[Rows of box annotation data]
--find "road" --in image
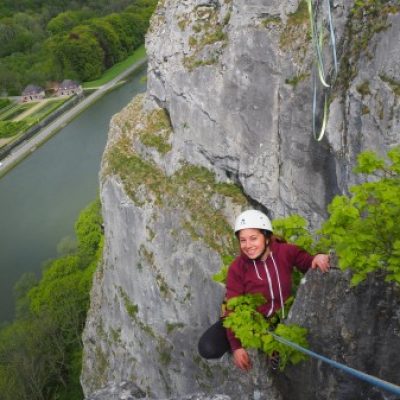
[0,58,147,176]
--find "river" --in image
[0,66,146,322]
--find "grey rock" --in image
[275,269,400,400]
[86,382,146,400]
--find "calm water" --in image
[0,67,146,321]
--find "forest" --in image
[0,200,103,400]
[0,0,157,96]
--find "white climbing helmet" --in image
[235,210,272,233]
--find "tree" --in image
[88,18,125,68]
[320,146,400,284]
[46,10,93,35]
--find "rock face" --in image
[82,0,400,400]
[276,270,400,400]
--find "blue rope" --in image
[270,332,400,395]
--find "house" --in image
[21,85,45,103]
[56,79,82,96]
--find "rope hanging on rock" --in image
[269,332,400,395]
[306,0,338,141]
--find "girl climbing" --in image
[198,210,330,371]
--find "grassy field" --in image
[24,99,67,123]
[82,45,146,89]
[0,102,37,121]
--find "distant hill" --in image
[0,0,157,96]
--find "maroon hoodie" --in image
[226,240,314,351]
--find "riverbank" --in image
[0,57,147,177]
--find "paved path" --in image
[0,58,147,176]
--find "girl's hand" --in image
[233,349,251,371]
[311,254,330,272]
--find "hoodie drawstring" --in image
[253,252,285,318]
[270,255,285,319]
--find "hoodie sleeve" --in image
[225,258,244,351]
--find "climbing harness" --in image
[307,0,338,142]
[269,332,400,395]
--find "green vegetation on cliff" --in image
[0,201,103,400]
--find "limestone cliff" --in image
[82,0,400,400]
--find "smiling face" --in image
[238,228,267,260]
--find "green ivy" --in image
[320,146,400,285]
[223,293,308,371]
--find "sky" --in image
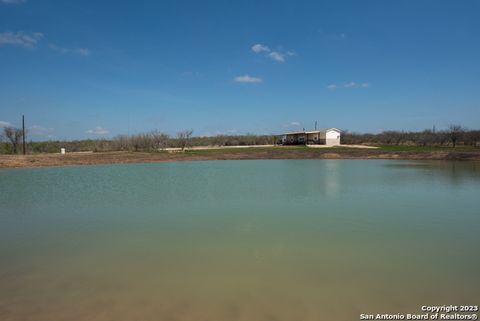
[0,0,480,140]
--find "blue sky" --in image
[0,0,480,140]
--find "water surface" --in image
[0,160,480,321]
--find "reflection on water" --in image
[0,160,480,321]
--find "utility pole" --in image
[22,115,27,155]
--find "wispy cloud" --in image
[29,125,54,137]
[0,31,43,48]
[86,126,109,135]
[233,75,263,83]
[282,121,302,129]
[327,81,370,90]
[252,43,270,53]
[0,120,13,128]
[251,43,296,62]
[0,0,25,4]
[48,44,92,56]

* * *

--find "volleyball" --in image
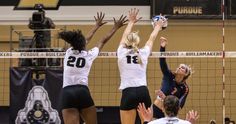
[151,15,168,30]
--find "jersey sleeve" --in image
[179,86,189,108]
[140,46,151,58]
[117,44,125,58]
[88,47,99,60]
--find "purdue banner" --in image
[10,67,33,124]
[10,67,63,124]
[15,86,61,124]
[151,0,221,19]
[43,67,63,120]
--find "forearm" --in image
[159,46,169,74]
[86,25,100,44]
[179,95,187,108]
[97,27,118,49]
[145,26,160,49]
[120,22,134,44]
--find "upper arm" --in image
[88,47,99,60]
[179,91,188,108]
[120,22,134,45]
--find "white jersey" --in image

* * *

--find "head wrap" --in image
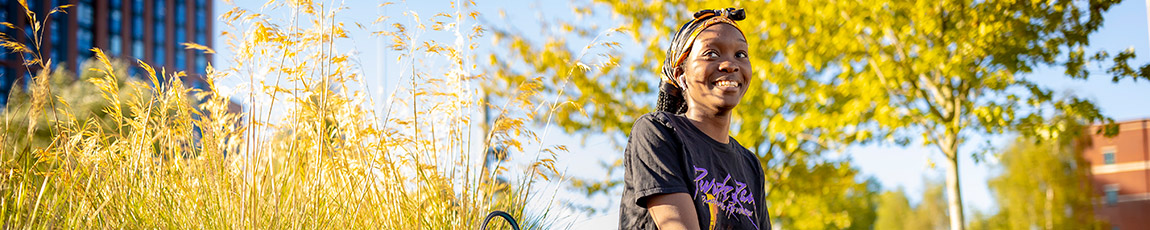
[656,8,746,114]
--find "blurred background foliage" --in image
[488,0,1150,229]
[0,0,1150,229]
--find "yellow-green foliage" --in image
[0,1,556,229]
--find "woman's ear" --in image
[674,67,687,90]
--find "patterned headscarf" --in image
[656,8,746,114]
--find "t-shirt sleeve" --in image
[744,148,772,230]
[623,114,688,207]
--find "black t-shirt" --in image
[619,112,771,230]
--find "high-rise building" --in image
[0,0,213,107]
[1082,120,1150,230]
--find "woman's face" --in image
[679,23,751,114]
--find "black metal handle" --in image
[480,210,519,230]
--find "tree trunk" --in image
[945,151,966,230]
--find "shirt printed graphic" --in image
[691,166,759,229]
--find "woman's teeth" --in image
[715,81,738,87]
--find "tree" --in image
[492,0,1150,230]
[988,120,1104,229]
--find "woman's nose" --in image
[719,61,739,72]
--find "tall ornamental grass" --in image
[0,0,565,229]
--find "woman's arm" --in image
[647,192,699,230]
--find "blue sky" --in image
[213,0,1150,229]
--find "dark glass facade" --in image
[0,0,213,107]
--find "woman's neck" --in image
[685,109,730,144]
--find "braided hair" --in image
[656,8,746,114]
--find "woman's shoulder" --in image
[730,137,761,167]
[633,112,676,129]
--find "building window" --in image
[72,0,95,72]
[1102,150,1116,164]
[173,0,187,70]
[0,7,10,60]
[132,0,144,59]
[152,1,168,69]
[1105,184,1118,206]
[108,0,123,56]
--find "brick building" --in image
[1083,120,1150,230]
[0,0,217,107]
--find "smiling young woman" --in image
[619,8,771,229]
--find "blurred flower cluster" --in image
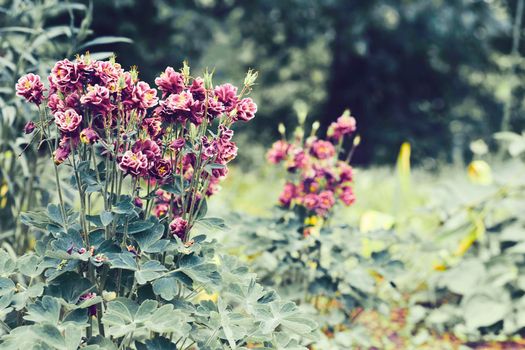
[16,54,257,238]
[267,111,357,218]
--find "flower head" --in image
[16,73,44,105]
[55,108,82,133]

WHAT THE EXERCISE ASKS. Count the lines above that contain the string "smiling" and give only that number.

COMPLETE OUTPUT. 2